» Goal: Please rewrite the data with every "power line" changed to "utility cable" and nothing else altered. Omit the pictures from your version.

» Input:

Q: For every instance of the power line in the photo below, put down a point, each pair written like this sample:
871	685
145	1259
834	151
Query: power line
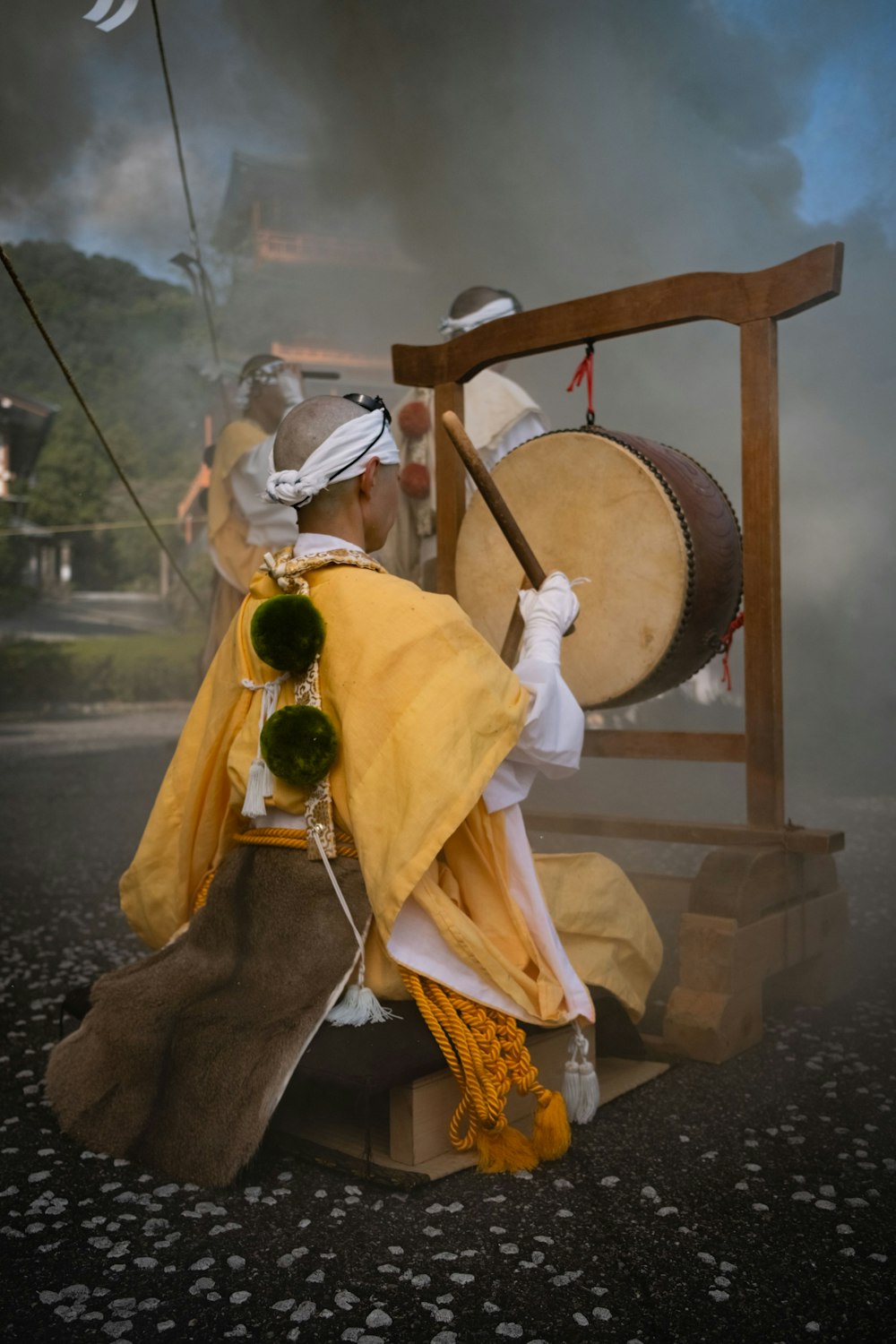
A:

» Result:
Q: For every instance of the utility cable in the photo below, put down a point, each pair written like this sample:
871	685
145	1259
834	151
Query: utility cable
A:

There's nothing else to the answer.